>> begin

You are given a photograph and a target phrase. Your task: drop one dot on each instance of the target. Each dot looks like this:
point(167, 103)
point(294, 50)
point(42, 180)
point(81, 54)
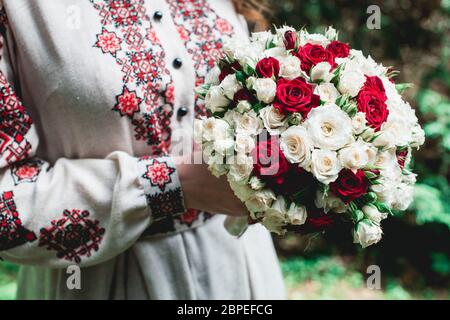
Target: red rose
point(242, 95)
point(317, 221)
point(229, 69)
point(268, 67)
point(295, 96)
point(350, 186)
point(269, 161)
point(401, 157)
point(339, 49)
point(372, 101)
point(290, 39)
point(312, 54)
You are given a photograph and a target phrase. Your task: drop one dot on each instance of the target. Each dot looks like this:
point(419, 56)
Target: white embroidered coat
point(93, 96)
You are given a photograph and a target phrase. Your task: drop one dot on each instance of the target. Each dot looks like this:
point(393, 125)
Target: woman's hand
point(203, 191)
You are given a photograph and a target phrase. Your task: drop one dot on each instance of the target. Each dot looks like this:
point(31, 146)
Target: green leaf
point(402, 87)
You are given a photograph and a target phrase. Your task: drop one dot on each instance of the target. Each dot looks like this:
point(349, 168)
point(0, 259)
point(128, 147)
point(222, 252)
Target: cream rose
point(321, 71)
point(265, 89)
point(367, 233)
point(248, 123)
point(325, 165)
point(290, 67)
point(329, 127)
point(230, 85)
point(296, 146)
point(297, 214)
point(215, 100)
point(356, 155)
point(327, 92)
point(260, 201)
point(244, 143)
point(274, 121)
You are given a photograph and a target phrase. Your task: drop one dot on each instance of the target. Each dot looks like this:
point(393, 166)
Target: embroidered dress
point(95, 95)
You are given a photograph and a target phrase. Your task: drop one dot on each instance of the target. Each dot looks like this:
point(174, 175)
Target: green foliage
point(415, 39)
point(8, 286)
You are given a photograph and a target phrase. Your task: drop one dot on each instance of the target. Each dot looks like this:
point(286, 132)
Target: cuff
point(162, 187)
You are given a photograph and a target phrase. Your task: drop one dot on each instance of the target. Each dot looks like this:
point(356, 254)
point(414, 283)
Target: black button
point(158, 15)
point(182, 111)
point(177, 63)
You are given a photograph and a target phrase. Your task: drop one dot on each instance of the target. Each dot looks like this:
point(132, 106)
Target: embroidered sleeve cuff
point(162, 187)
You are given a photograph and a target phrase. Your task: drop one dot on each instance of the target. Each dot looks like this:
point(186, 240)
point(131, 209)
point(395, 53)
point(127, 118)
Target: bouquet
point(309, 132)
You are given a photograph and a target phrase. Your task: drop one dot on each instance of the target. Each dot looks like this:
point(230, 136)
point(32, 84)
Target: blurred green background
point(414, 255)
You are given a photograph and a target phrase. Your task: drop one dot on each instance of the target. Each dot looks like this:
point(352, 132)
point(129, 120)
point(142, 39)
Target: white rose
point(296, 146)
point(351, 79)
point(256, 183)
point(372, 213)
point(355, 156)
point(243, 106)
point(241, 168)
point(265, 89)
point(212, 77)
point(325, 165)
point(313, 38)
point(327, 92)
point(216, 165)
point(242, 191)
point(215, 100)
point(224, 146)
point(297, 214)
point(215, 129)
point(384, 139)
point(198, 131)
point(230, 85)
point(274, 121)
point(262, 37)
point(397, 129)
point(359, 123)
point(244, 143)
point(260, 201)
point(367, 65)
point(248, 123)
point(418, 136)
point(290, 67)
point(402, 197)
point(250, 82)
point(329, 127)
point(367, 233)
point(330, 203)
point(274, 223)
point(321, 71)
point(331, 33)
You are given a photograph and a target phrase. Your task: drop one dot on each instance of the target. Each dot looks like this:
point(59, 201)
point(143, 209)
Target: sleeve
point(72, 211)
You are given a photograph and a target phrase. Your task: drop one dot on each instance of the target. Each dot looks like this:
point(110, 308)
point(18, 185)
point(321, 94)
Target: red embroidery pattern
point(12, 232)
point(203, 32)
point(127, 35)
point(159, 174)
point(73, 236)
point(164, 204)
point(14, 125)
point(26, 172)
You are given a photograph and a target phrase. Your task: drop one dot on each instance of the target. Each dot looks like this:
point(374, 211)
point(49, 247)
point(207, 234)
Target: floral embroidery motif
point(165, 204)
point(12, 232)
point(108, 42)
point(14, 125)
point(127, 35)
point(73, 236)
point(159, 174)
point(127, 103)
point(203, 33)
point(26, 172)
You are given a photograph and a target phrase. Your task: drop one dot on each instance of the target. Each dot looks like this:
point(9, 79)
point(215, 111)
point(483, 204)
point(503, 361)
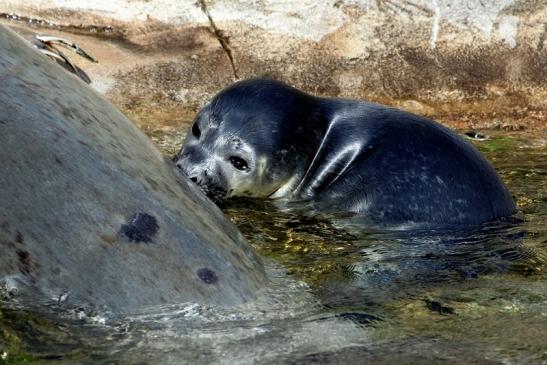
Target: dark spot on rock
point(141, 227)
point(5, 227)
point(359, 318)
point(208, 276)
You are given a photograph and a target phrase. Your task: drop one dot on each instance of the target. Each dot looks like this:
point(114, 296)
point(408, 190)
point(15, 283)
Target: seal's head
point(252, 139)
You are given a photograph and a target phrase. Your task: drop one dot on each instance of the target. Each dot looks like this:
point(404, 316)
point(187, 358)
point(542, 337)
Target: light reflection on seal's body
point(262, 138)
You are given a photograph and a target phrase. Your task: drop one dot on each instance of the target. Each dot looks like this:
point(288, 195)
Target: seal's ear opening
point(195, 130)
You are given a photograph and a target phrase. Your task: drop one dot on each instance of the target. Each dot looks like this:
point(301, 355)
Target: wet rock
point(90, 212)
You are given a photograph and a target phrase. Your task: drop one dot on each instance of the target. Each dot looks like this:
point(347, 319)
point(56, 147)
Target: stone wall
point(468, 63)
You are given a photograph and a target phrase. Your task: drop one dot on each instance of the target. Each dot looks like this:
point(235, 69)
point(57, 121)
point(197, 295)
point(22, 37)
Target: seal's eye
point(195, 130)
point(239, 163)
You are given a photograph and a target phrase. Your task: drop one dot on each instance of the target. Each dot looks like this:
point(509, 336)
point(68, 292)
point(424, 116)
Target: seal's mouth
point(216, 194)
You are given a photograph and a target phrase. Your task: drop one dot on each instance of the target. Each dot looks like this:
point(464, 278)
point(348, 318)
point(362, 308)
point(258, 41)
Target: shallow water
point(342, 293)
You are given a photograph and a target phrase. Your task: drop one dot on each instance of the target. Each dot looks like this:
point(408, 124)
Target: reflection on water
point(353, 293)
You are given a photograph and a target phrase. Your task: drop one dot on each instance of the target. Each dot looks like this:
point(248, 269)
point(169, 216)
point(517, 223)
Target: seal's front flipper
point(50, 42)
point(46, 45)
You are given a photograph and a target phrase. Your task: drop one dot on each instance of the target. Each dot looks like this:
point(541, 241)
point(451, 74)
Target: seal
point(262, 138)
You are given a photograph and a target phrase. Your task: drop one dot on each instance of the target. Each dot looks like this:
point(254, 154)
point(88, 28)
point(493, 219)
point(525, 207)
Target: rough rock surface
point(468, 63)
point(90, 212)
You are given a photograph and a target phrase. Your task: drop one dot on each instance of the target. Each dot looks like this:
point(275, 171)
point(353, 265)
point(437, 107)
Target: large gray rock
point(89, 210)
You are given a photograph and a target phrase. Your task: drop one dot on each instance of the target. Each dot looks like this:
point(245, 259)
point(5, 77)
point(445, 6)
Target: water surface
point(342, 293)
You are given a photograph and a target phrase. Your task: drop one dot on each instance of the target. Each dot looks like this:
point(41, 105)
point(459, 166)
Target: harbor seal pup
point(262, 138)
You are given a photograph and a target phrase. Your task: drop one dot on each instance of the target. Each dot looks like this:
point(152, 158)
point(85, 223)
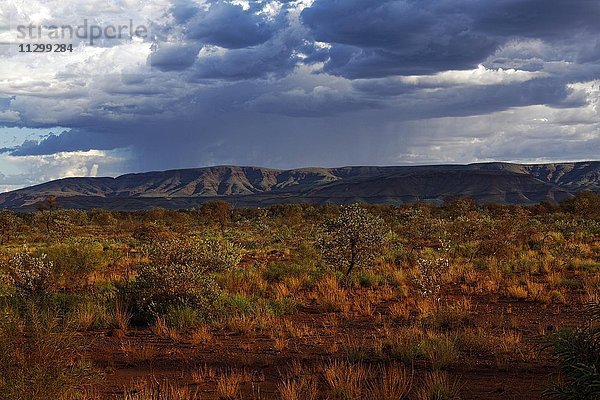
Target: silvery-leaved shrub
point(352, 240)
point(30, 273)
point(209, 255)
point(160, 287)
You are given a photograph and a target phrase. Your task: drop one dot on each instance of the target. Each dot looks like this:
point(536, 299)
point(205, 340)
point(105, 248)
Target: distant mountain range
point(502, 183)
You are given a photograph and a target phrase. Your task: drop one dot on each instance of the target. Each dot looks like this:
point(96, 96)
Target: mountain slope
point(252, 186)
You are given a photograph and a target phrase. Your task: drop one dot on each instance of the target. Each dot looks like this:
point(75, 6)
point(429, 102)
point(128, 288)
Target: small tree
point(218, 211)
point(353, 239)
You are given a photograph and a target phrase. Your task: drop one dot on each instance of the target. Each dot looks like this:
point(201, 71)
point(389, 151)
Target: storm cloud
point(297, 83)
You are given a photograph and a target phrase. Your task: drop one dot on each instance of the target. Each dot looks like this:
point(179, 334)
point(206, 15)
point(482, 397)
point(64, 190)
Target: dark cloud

>> end

Starting at the beginning of the records and ending with the line that contains "point(229, 69)", print every line exactly, omitting the pictures.

The solution
You are given a photograph and a target phrase. Your task: drop one dot on each instance of the target. Each dot looks like this:
point(167, 103)
point(294, 50)
point(42, 180)
point(81, 54)
Target: red rose
point(242, 95)
point(317, 221)
point(229, 69)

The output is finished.